## TASK ITEM
Copy out, exactly and with nothing else, the stretch of lines that starts at the line containing "Target: green plant" and finishes at the end of the data.

[Dataset items]
__________________________________________________

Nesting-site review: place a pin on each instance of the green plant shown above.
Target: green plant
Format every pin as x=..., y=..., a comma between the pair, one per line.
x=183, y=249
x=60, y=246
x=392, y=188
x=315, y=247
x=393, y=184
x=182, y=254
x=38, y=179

__________________________________________________

## EXERCISE RESULT
Target: green plant
Format every pin as x=..., y=..., a comma between the pair, one per line.
x=183, y=249
x=60, y=246
x=392, y=188
x=315, y=247
x=393, y=184
x=182, y=254
x=38, y=179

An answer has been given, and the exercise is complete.